Instructions for the task: Lines from the one containing "Task: mark the red" through the last line of the data are to be repeated word for word, both ends included.

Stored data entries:
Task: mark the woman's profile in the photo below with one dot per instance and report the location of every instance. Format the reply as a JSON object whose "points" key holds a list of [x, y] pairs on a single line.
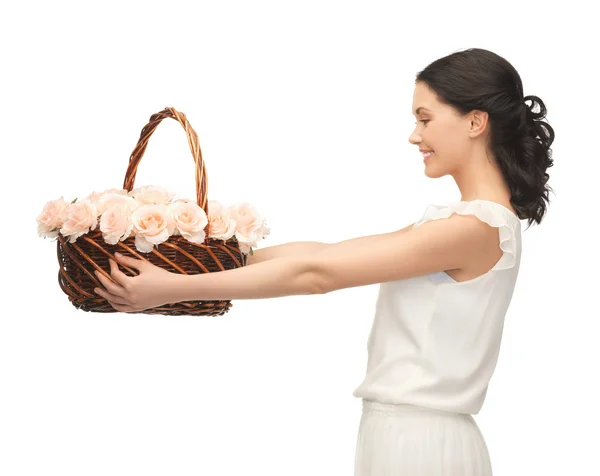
{"points": [[445, 281]]}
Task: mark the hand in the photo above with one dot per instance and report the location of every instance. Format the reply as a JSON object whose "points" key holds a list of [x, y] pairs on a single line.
{"points": [[133, 294]]}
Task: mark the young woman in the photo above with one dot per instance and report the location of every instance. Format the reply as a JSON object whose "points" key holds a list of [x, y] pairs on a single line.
{"points": [[446, 281]]}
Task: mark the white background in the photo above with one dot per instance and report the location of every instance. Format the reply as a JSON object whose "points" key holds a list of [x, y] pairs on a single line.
{"points": [[303, 109]]}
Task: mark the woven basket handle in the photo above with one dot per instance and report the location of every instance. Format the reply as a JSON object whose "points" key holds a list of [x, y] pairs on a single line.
{"points": [[140, 148]]}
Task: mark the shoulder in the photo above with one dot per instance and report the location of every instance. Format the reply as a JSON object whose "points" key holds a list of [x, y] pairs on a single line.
{"points": [[463, 231]]}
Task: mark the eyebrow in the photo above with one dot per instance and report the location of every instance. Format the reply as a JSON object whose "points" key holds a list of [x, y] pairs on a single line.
{"points": [[418, 111]]}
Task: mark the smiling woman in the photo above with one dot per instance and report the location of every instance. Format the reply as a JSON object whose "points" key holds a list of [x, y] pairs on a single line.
{"points": [[445, 282]]}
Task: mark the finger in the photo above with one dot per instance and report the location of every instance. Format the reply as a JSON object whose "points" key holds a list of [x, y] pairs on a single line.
{"points": [[120, 277], [109, 285], [111, 298], [138, 264], [122, 308]]}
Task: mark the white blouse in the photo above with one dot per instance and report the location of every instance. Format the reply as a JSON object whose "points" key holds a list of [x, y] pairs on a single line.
{"points": [[435, 341]]}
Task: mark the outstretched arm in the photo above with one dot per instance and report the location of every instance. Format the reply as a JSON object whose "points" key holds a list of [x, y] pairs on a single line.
{"points": [[435, 246]]}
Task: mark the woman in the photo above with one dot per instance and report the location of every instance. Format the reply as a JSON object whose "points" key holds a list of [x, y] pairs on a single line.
{"points": [[446, 281]]}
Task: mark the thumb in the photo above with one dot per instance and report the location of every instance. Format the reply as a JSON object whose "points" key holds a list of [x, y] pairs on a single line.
{"points": [[131, 262]]}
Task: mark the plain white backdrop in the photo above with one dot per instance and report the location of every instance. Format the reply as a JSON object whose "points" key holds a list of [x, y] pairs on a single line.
{"points": [[302, 109]]}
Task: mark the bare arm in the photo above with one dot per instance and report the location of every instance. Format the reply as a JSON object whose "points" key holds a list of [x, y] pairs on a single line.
{"points": [[287, 249], [294, 248]]}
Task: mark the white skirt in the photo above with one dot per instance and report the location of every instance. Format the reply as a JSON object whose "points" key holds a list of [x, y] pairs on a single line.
{"points": [[408, 440]]}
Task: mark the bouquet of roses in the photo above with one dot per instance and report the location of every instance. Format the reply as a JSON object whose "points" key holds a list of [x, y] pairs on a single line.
{"points": [[151, 214]]}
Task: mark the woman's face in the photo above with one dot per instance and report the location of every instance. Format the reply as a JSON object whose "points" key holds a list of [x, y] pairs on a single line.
{"points": [[439, 128]]}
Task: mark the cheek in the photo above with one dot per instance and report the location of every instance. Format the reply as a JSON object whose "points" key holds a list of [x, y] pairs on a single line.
{"points": [[447, 138]]}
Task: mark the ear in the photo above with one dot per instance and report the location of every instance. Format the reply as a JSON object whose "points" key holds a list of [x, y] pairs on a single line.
{"points": [[478, 121]]}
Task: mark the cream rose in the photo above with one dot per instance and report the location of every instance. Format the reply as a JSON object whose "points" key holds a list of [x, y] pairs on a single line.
{"points": [[151, 194], [110, 200], [222, 225], [250, 226], [189, 220], [52, 217], [151, 226], [116, 223], [81, 218]]}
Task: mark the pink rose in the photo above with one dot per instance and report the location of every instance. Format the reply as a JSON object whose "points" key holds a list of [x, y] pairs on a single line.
{"points": [[81, 218], [116, 223], [110, 200], [52, 218], [151, 194], [151, 226], [188, 219], [222, 225], [250, 226]]}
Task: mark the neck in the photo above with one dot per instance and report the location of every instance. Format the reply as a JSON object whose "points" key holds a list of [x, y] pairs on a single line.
{"points": [[480, 178]]}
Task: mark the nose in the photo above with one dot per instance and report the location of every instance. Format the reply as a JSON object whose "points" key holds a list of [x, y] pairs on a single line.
{"points": [[414, 138]]}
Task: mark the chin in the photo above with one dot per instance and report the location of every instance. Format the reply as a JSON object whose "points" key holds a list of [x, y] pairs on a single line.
{"points": [[432, 172]]}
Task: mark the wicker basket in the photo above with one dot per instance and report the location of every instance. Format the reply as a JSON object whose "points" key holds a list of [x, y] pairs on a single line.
{"points": [[90, 252]]}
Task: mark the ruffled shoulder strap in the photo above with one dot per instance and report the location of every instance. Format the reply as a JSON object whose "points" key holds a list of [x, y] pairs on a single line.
{"points": [[492, 213]]}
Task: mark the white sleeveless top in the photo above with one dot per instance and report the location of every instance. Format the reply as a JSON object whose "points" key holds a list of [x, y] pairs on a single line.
{"points": [[435, 341]]}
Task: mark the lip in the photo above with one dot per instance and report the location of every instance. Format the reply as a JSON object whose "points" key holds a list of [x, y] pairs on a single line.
{"points": [[423, 151]]}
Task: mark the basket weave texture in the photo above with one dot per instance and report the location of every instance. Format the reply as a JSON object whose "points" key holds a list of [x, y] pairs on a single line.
{"points": [[90, 252]]}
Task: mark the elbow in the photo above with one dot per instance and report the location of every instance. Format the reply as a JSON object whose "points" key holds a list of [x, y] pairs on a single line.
{"points": [[318, 282]]}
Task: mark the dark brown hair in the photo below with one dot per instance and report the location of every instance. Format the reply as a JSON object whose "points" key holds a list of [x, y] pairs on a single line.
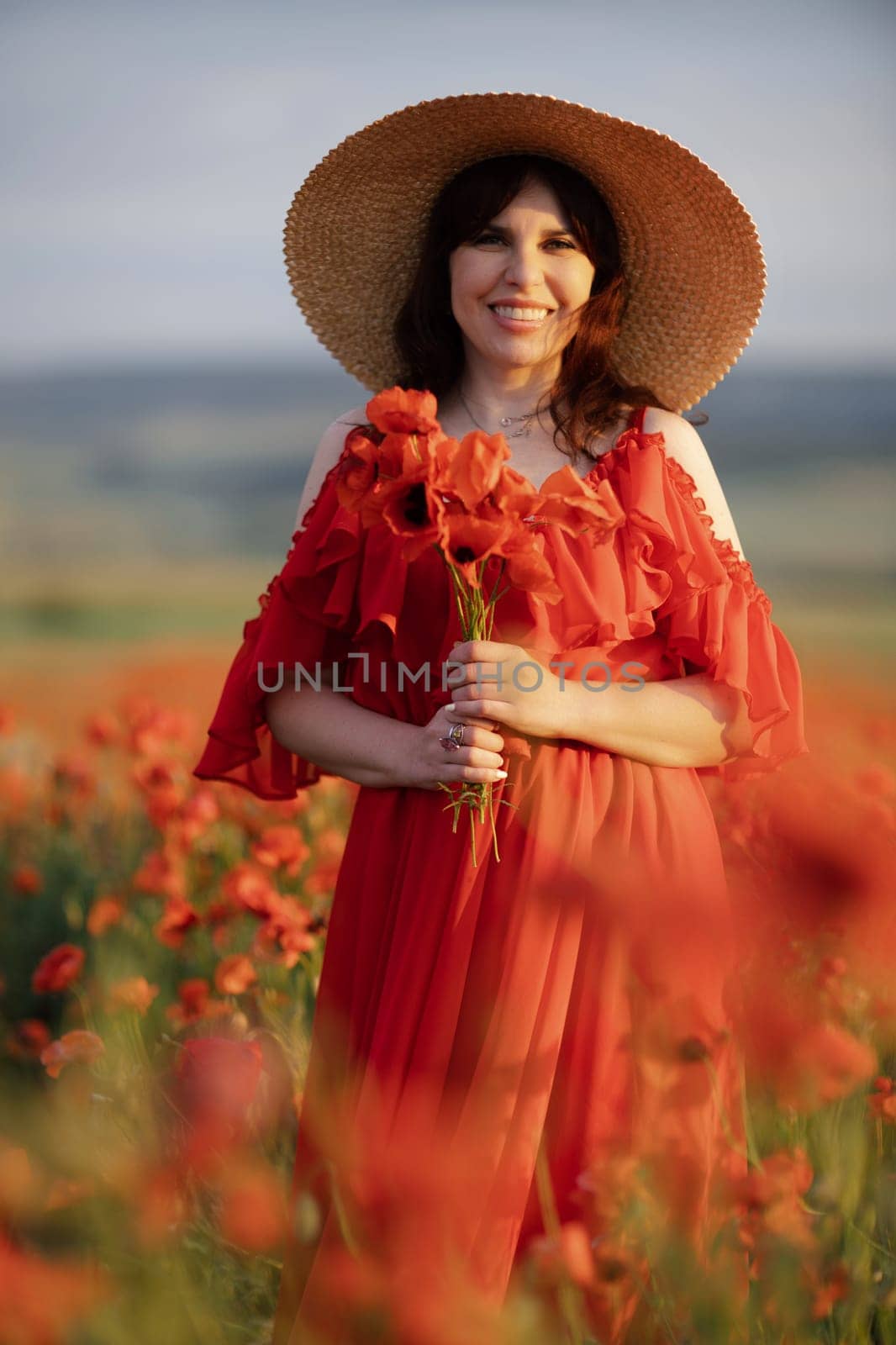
{"points": [[428, 336]]}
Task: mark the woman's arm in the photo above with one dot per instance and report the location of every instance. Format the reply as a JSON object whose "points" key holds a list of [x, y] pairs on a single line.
{"points": [[374, 750], [342, 737], [687, 721]]}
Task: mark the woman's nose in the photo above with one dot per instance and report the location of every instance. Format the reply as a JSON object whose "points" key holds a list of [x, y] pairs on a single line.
{"points": [[525, 268]]}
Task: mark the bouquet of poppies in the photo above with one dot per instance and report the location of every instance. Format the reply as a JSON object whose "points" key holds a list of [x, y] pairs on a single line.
{"points": [[461, 498]]}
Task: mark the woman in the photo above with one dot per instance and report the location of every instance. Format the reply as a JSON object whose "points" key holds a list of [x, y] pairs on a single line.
{"points": [[508, 1013]]}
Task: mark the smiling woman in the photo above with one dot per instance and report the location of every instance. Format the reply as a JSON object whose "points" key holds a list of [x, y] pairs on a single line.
{"points": [[495, 1047]]}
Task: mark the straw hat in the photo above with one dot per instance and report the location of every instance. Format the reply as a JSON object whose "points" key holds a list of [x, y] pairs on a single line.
{"points": [[689, 248]]}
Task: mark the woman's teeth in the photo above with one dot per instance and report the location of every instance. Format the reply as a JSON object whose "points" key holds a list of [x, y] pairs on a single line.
{"points": [[524, 315]]}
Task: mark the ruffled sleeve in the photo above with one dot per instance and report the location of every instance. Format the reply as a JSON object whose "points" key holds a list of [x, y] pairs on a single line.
{"points": [[311, 614], [710, 611]]}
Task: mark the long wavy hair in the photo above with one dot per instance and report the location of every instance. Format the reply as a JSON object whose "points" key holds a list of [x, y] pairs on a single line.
{"points": [[427, 333]]}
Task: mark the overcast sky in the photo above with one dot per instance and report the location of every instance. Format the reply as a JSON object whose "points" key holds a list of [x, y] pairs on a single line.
{"points": [[151, 151]]}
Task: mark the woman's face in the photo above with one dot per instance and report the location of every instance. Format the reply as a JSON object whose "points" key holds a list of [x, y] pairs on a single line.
{"points": [[526, 257]]}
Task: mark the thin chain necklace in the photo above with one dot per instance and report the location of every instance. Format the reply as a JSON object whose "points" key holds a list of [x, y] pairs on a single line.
{"points": [[505, 421]]}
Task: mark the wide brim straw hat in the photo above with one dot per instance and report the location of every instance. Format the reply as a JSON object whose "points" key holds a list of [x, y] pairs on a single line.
{"points": [[689, 248]]}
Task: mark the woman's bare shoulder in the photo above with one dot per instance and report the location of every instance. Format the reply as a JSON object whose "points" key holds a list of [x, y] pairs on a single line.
{"points": [[327, 454], [683, 443]]}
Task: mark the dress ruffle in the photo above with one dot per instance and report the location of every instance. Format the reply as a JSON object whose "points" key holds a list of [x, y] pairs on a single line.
{"points": [[336, 582], [704, 602], [662, 592]]}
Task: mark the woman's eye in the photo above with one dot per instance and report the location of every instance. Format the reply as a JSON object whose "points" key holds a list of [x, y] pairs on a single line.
{"points": [[486, 239]]}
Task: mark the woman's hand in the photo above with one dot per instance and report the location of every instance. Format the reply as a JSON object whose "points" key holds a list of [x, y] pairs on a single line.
{"points": [[432, 764], [526, 704]]}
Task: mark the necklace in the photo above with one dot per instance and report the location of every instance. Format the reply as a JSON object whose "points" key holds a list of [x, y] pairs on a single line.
{"points": [[505, 421]]}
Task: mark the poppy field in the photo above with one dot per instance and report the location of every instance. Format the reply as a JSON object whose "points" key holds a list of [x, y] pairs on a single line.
{"points": [[161, 950]]}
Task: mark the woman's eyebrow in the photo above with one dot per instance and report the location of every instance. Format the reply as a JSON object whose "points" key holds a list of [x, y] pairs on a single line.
{"points": [[546, 233]]}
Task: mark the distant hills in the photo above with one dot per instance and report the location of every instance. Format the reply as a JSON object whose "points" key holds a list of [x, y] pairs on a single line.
{"points": [[203, 461]]}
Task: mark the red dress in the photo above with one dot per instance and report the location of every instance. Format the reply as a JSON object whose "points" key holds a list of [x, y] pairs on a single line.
{"points": [[508, 1002]]}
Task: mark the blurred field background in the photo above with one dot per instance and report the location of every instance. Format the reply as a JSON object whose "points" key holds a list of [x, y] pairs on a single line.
{"points": [[161, 401], [145, 510]]}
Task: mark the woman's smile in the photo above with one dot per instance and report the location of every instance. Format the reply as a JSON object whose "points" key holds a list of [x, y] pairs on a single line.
{"points": [[512, 320]]}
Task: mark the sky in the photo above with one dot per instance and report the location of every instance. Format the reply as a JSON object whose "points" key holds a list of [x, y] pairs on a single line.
{"points": [[152, 151]]}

Solution for this problem:
Task: mark the red dress in the photo above with one dot per instance and report the location of every instance. Format the reply as a JSON object whose "points" key holds a list of [x, y] pairs on a single line.
{"points": [[508, 1002]]}
Task: mark the blurred field background in the photo above with one dot per instance and report the location of every instance. Format the reply as a JSON object whose "points" key holds a list of [x, y] pairs on a single line.
{"points": [[161, 401], [145, 510]]}
Task: mark the woman's smile in the photo above with one dot per instance and report the location of every instance. Format the reply as a JSON object whose "points" key holds a list of [x, y] pairs on a single line.
{"points": [[512, 320]]}
Task: mark the sky in the photo above with one dot per instance and report the location of every instance. Format the reply as a JSON object whose "points" key holds a list of [x, y] pairs on a single line.
{"points": [[152, 151]]}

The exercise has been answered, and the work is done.